§ **Instructions to follow**: Can you copy out the passage of the article on the film Evening Dress word for word, from "1986 film by" to "for Best Actor."?

-------- Text provided --------

- Film poster
- French: Tenue de soirée
- Directed by: Bertrand Blier
- Written by: Bertrand Blier
- Produced by: René Cleitman
- Starring: Gérard Depardieu Michel Blanc Miou-Miou
- Cinematography: Jean Penzer
- Edited by: Claudine Merlin
- Music by: Serge Gainsbourg
- Distributed by: Acteurs Auteurs Associés
- Release date: 23 April 1986;
- Running time: 84 minutes
- Country: France
- Language: French
- Box office: $23.6 million

= Evening Dress (film) =

1986 film by Bertrand Blier

Evening Dress (Tenue de soirée, also known as Ménage) is a 1986 French comedy-drama film directed by Bertrand Blier. It was entered into the 1986 Cannes Film Festival where Michel Blanc won the award for Best Actor.

==Background==
The idea for Tenue de soirée came to Blier around the time of Les Valseuses, and his intention then was to cast Depardieu with his co-star from the earlier film, Patrick Dewaere. In the 1980s Blier created the screenplay and shared it with Depardieu, with the other male lead now intended for Bernard Giraudeau, but he was in turn replaced by Michel Blanc. After Les Valseuses and Préparez vos mouchoirs the Depardieu-Blanc couple in this film allows Blier to examine further aspects of male relationships, mainly in terms of dominant/dominated. Although Blier had wanted to repeat the central trio of Valseuses (Depardieu, Dewaere, Miou-Miou), the suicide of Dewaere in 1982 had put paid to his plans. The film marked a turning point in the screen career for Blanc. In 1985 he was approached by Blier with the offer of a role in his next project, but after Giraudeau withdrew gave him one of the leads. The film also meant that Blanc lost his familiar moustache by the end of the film.

-------- Material shown --------

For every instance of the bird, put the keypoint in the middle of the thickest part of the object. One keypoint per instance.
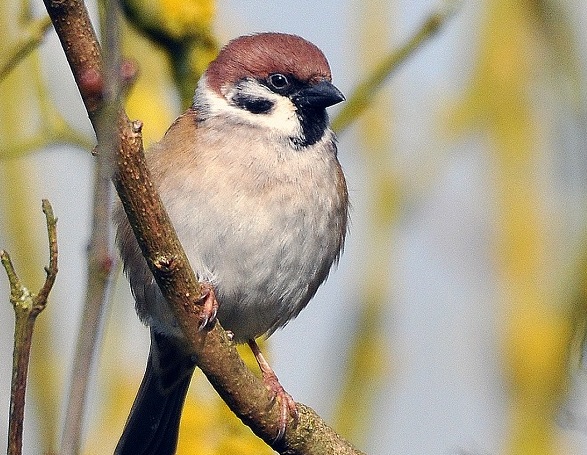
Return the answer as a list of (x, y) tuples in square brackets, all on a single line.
[(251, 181)]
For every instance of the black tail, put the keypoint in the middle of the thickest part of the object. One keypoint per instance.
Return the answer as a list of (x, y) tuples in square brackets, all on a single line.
[(153, 424)]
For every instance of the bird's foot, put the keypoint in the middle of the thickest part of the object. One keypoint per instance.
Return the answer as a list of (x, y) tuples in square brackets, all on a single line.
[(287, 405), (209, 307)]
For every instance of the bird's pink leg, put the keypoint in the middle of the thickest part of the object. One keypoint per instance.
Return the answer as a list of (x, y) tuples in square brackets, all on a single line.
[(209, 307), (284, 399)]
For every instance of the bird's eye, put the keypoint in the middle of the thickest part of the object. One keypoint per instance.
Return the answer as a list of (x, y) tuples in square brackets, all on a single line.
[(278, 81)]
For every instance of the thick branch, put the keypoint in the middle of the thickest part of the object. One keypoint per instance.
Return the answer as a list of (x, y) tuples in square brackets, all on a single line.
[(216, 355)]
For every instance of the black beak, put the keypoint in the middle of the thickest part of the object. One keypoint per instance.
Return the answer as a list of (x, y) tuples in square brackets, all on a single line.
[(318, 96)]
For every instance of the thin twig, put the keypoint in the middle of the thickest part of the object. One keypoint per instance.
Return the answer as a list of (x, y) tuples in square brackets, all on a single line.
[(101, 258), (27, 307), (364, 93)]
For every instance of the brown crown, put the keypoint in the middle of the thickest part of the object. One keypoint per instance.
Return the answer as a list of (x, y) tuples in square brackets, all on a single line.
[(262, 54)]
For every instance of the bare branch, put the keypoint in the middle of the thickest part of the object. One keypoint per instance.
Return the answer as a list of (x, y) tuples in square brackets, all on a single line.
[(363, 94), (27, 307)]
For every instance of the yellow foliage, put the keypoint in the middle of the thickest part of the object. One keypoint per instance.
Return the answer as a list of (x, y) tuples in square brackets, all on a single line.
[(538, 328), (174, 19)]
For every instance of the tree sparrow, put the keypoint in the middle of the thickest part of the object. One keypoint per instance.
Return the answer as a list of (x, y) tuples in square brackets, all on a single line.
[(251, 182)]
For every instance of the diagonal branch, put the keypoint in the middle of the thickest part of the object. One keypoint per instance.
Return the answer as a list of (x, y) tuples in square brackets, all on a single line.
[(216, 355)]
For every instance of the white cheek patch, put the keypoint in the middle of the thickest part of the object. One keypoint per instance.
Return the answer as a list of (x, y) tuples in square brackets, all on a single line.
[(281, 119)]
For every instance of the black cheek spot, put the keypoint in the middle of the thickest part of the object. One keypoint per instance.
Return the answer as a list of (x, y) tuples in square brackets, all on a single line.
[(253, 105), (314, 123)]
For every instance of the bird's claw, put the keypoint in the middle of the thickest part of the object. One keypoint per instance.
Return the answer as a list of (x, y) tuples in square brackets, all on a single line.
[(209, 308)]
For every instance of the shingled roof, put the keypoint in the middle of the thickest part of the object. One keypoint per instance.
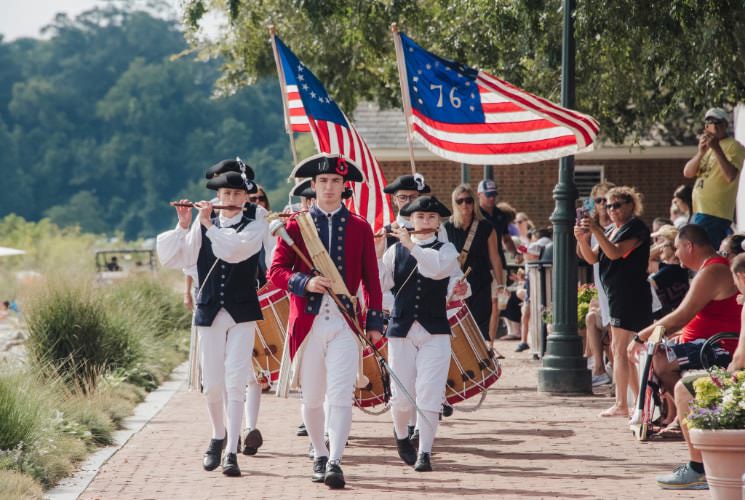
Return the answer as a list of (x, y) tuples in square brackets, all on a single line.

--------

§ **Result of this task**:
1986 film by Bertrand Blier

Evening Dress (Tenue de soirée, also known as Ménage) is a 1986 French comedy-drama film directed by Bertrand Blier. It was entered into the 1986 Cannes Film Festival where Michel Blanc won the award for Best Actor.